══ Entries supplied

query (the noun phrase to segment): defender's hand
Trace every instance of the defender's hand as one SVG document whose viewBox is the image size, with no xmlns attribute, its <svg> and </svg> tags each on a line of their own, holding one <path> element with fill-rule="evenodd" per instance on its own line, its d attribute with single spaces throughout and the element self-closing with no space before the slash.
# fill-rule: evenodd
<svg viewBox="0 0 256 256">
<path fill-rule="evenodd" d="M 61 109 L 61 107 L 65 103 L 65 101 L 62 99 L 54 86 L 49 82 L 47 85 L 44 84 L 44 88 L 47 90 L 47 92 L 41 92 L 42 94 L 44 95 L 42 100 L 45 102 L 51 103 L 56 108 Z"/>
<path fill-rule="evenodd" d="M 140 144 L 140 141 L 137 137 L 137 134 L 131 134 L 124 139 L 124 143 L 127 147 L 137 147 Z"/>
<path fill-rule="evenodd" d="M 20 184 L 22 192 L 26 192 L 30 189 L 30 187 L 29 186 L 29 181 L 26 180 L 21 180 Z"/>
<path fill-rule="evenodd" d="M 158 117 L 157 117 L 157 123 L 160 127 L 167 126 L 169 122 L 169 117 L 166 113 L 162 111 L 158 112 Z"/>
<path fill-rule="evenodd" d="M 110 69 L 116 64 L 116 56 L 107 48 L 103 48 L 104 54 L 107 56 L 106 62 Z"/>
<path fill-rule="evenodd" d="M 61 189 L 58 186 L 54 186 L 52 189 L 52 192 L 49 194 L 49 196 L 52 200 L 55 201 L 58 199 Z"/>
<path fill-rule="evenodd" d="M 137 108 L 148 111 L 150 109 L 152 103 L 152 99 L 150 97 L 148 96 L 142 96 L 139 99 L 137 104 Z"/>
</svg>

════

◆ **Exercise instructions**:
Rewrite the lines above, changing every "defender's hand" to "goalkeeper's glove" and leaving everything else as it is.

◆ **Written response**:
query (the noun phrase to segment): goalkeeper's glove
Trace every instance of the goalkeeper's glove as one SVG document whose viewBox is the image size, with no xmlns attribute, its <svg> and </svg> tags each on a line of their own, holding one <path> element with fill-rule="evenodd" per instance on its own line, its d attribute with single spaces throughout and the element self-closing with no space before the slash.
# fill-rule: evenodd
<svg viewBox="0 0 256 256">
<path fill-rule="evenodd" d="M 61 109 L 61 107 L 65 103 L 65 101 L 62 99 L 54 86 L 49 82 L 47 85 L 44 84 L 44 88 L 47 90 L 47 92 L 41 92 L 42 94 L 44 95 L 42 100 L 45 102 L 51 103 L 56 108 Z"/>
<path fill-rule="evenodd" d="M 140 144 L 140 141 L 137 137 L 137 134 L 131 134 L 124 139 L 124 143 L 127 147 L 137 147 Z"/>
<path fill-rule="evenodd" d="M 20 184 L 22 192 L 26 192 L 30 189 L 30 187 L 29 186 L 29 181 L 26 180 L 21 180 Z"/>
<path fill-rule="evenodd" d="M 158 117 L 157 117 L 157 123 L 160 127 L 167 126 L 169 122 L 169 117 L 166 113 L 162 111 L 158 112 Z"/>
<path fill-rule="evenodd" d="M 110 69 L 116 64 L 116 56 L 107 48 L 103 48 L 104 54 L 107 56 L 106 62 Z"/>
<path fill-rule="evenodd" d="M 61 189 L 58 186 L 54 186 L 52 189 L 52 192 L 49 194 L 49 196 L 52 200 L 55 201 L 58 199 Z"/>
<path fill-rule="evenodd" d="M 137 108 L 148 111 L 150 109 L 152 103 L 152 99 L 150 97 L 148 96 L 142 96 L 139 99 L 137 104 Z"/>
</svg>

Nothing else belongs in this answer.